Problem to work on:
Output all of the entries exactly as written.

Entries:

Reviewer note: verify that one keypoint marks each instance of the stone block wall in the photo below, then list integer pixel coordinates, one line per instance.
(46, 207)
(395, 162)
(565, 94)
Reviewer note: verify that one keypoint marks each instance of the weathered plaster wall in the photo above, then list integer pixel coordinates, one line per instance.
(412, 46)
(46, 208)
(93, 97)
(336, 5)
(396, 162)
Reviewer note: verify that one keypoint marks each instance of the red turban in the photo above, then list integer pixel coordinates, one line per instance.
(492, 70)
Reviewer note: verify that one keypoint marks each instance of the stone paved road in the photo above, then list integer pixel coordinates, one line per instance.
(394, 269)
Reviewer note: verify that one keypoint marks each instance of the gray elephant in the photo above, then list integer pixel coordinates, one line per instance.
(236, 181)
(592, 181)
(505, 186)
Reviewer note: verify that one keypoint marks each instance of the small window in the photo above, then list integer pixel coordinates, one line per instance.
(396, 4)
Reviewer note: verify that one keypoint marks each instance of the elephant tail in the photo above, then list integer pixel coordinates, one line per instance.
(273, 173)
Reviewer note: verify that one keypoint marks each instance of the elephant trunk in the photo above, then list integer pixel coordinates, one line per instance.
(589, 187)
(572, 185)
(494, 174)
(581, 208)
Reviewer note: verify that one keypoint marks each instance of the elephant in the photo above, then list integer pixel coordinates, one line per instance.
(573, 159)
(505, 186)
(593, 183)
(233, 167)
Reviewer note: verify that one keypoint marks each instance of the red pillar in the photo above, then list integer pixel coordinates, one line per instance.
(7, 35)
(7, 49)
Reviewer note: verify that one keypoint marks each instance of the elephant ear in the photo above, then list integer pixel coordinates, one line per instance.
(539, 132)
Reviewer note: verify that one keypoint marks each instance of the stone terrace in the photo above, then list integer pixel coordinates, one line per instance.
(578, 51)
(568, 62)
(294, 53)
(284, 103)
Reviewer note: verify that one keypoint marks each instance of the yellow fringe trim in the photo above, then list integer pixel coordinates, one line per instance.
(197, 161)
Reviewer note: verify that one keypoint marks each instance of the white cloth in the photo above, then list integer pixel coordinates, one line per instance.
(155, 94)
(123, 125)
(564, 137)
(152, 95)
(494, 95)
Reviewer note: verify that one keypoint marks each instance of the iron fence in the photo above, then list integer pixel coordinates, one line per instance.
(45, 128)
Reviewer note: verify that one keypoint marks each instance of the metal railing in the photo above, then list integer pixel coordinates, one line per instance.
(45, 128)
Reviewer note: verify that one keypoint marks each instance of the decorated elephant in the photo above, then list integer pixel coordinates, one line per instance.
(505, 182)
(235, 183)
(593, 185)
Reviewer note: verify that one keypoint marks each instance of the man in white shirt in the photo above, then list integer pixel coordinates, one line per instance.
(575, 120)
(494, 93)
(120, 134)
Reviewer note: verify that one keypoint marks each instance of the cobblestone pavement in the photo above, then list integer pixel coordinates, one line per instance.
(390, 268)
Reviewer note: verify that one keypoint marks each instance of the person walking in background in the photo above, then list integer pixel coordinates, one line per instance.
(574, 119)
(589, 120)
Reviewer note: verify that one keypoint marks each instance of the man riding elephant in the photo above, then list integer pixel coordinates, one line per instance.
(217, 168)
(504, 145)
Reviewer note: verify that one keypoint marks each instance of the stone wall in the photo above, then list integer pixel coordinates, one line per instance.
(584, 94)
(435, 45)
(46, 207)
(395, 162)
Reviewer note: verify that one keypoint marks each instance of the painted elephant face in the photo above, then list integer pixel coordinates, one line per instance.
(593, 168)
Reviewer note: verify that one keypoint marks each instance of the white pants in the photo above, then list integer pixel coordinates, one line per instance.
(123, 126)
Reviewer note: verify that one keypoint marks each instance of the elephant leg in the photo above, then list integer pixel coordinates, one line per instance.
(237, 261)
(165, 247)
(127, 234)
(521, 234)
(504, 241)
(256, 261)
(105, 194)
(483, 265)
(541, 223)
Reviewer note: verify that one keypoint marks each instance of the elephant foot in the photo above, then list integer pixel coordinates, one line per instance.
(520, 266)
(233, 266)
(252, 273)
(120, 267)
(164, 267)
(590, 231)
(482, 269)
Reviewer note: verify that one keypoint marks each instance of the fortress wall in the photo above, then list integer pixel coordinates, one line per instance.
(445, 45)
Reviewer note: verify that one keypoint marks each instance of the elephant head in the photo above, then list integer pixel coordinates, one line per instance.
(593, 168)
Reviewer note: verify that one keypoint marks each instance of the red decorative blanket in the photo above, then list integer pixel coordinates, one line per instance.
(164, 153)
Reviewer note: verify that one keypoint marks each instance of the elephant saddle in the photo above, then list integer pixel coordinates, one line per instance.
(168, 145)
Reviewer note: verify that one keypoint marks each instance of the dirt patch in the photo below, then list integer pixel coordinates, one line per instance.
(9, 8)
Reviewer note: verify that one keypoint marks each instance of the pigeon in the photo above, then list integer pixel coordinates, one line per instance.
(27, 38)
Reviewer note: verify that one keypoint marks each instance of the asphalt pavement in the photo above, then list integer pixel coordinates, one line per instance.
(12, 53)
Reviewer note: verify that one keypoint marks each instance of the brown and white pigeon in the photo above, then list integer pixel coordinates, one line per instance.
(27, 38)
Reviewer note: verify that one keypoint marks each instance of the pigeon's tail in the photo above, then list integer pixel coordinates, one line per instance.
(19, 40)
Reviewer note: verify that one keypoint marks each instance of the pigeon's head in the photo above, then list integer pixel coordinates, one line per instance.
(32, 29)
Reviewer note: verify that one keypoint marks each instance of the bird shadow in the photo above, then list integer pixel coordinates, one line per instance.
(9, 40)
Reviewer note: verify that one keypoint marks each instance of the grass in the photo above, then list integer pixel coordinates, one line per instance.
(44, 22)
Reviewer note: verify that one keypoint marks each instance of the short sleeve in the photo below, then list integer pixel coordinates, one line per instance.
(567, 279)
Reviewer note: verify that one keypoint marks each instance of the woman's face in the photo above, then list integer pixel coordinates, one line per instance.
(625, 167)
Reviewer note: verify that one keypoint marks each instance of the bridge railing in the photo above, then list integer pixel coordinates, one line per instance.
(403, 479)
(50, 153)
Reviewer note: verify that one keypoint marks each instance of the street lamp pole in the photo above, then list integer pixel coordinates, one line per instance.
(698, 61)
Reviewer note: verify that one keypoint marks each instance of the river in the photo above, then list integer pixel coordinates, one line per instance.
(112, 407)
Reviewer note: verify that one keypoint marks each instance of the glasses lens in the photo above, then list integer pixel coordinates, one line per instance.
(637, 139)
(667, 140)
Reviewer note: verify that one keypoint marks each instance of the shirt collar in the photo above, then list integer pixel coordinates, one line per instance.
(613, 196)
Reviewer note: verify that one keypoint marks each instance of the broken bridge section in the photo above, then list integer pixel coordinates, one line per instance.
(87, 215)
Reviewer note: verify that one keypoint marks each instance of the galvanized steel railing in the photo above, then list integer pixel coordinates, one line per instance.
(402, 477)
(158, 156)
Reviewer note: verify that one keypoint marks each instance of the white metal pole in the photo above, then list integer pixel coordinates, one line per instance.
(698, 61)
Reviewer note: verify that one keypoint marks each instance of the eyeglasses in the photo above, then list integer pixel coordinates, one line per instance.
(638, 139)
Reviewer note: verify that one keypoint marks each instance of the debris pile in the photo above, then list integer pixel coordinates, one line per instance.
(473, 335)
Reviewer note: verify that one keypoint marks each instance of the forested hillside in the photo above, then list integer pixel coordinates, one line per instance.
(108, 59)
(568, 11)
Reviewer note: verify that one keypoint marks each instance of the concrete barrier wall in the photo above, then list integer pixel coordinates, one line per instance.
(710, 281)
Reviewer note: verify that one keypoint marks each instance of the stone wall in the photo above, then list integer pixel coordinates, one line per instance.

Written response:
Reviewer note: verify that one keypoint marks each instance of the stone block wall in the photo below, then list integer pixel coordinates, one line per instance.
(46, 207)
(395, 162)
(565, 94)
Reviewer note: verify that one keypoint marks each instance of the weathered plaster wall in the photo above, then list integer pixel coordinates, one line per instance.
(412, 46)
(46, 208)
(93, 97)
(336, 5)
(396, 162)
Reviewer note: verify that one keypoint marks each instance of the red turban in the photo above, then list integer pixel coordinates, one line per instance.
(492, 70)
Reviewer note: verify that one keypoint marks each instance of the stone paved road in the photo above, then list integer pixel coordinates, one line per instance.
(394, 269)
Reviewer note: verify that one keypoint marks each instance of the gray elephant in the photo above, then list integer pixel coordinates, one line per instance.
(236, 181)
(592, 181)
(505, 186)
Reviewer note: verify that one keypoint marks each instance of the small window in the photo above, then list integer pixel coordinates, one line per instance.
(396, 4)
Reviewer note: verify that one keypoint marks each instance of the elephant tail in the photo above, then list integer pixel coordinates, one line per instance.
(273, 173)
Reviewer note: verify that one keypoint marks each instance of the elephant trunk in the photo above, then list integer pixel coordinates, one line per instance.
(589, 187)
(572, 185)
(494, 174)
(581, 208)
Reviewer note: verify that one keypoint marks each instance of the elephant in the photo above, then list integer pixel coordinates, one line per instance.
(573, 159)
(505, 186)
(593, 183)
(233, 167)
Reviewer note: verify that one keypoint marks each instance of the red pillar in the photo above, then list integer pixel coordinates, one line per instance.
(7, 35)
(7, 49)
Reviewer note: verify that one keypoint marks each instance of the elephant ear in the photo above, then list integer pixel coordinates, one line per instance.
(539, 132)
Reviewer note: verify that one keypoint marks each instance of the stone terrace in the photo above, then list integer pixel coordinates, one line per instance.
(578, 51)
(568, 62)
(294, 53)
(284, 103)
Reviewer note: verify that one keypoint marks each instance of the yellow fringe trim in the photo above, then list integer pixel coordinates, one line per instance.
(197, 161)
Reviewer note: verify that one keypoint marks each instance of the white cloth in the photo above, then list integer pixel coordinates, one line per instance.
(155, 94)
(123, 125)
(564, 137)
(152, 95)
(494, 95)
Reviewer note: verify that one keypoint marks each instance of the iron fence in the photo above, then list integer pixel coordinates, one line per instance.
(45, 128)
Reviewer note: verify that one keypoint marks each instance of the metal railing in the photo above, then list integer pixel coordinates, one line per instance.
(45, 128)
Reviewer note: verify that one keypoint marks each instance of the decorated elephant in the photo above, then list integer pixel coordinates, one line per instance.
(505, 182)
(235, 183)
(593, 185)
Reviewer note: verify that one keypoint marks each instance of the man in white shirt in the photo above, then list integer pixel coordinates, one line per instance.
(575, 120)
(494, 93)
(120, 134)
Reviewer note: verify that one keypoint marks each instance of the cobblestone pavement in the photo above, then list integer pixel coordinates, one line per instance.
(390, 268)
Reviewer note: verify that one keypoint marks each instance of the person walking in background in the photo above, then list integer pixel coordinates, one line per instance.
(574, 119)
(589, 120)
Reviewer note: verify that one keypoint marks each instance of the man riding elephant in the photo above, then list integer pixel coordinates, one line per instance.
(217, 168)
(504, 145)
Reviewer note: verify that one keypoint marks each instance of the stone wall in the photo above, then list integer pixel coordinates, one line per instance.
(584, 94)
(435, 45)
(46, 207)
(395, 162)
Reviewer note: verify that one keypoint marks each instance of the painted elephant face in the photo above, then list integer pixel coordinates, one line per instance.
(593, 168)
Reviewer note: verify that one keypoint marks each instance of the white pants in the photo above, then list integer pixel coordinates, one line per instance.
(123, 126)
Reviewer note: verify that one keypoint marks each instance of the elephant leg in the photo above, then list integer pixel coordinates, one line per instance.
(237, 261)
(165, 247)
(127, 234)
(521, 234)
(504, 241)
(256, 261)
(105, 194)
(483, 265)
(541, 223)
Reviewer note: verify that one keypoint marks each instance of the elephant foot in the photo above, then list integer pixel coordinates, one line per instance.
(520, 266)
(233, 266)
(252, 273)
(120, 267)
(164, 267)
(590, 231)
(482, 269)
Reviewer note: verify that one keypoint marks each instance of the fortress wall in the photo above, then list integer pixel coordinates, one line per instance.
(445, 45)
Reviewer note: verify that one keypoint marks each instance of the elephant head in the photo above, then list integer pixel coordinates, one line per instance.
(593, 168)
Reviewer note: verify that one keypoint marks each instance of the red decorative blanket in the photo above, then list integer pixel coordinates, one line per instance.
(164, 153)
Reviewer note: verify that one keypoint marks each instance of the elephant saddle in the photo above, then list integer pixel coordinates, one line per instance.
(168, 145)
Reviewer note: verify that one keypoint marks each instance of the dirt patch in the photo below, then list integer pixel coordinates, one line per instance.
(9, 8)
Reviewer note: verify that one keypoint marks each instance of the pigeon in the photo above, then list integer pixel coordinates, one line per instance.
(27, 38)
Reviewer note: verify that one keypoint marks each instance of the asphalt pavement in the photo above, then list integer pixel coordinates, one line per instance.
(12, 53)
Reviewer note: verify that one keypoint marks each instance of the brown and white pigeon in the photo above, then list integer pixel coordinates, one line per instance.
(27, 38)
Reviewer note: verify that one keypoint marks each instance of the pigeon's tail in the photo above, then list integer pixel coordinates, one line per instance.
(19, 40)
Reviewer note: verify that one keypoint marks each instance of the pigeon's head in the photo above, then list integer pixel coordinates, one line per instance.
(32, 29)
Reviewer note: verify that one keypoint marks each instance of the bird shadow in the photo above, then list integer pixel coordinates, one line per instance.
(9, 40)
Reviewer note: verify that one keypoint marks each instance of the grass in the photo above, then list integer pixel coordinates, one line per instance.
(44, 22)
Reviewer note: verify that one keypoint marks each instance of the short sleeve in the photo below, then list integer pixel coordinates, one line per instance.
(567, 279)
Reviewer note: verify that one keypoint marks each instance of the woman's face in the photo above, then list integer pixel coordinates, one line per instance.
(625, 167)
Reviewer note: verify that one keypoint marks each instance of the bridge railing in the photo above, then list integer pixel coordinates, one line per instance.
(403, 479)
(50, 153)
Reviewer note: verify that one keypoint marks each instance of the street lamp pole in the photo above, then list integer pixel coordinates, one line per instance.
(698, 61)
Reviewer note: verify that one keypoint marks each instance of the river in the photo above, then list integer pixel coordinates, one line per instance.
(112, 407)
Reviewer note: verify that one keypoint marks each instance of the glasses lens in the photo above, then list integer pixel coordinates, one line per instance.
(637, 139)
(667, 140)
Reviewer note: verify that one keypoint marks each instance of the shirt collar in the photo above, then list integer pixel coordinates, one line per instance.
(613, 196)
Reviewer note: verify that one keypoint marks each instance of the broken bridge section in the photo above, then list integer pixel coordinates, one line per instance.
(87, 215)
Reviewer note: verify that one keypoint marks each instance of the galvanized steel railing in the photo above, then list integer pixel coordinates, one line per instance.
(402, 477)
(158, 156)
Reviewer note: verify that one keypoint marks each instance of the white metal pole in the photo above, then list integer pixel coordinates, one line per instance.
(698, 61)
Reviewer note: verify that one keypoint marks each instance of the eyeglasses in the photo above, then list integer pixel coordinates, one line per instance.
(638, 139)
Reviewer note: verify that one keypoint marks each instance of the debris pile in the photo above, then list integer pixel coordinates, one line per instance.
(473, 335)
Reviewer note: verify that one keypoint marks each instance of the forested hillside in the photo above, then list integer pixel coordinates, one line per instance.
(108, 59)
(568, 11)
Reviewer note: verify that one keypoint marks each instance of the concrete barrier wall in the photo above, then list integer pixel coordinates, one line per instance.
(710, 281)
Reviewer note: verify that one keypoint marks each instance of the stone wall in the photo above, then list integer pixel coordinates, one line per instance.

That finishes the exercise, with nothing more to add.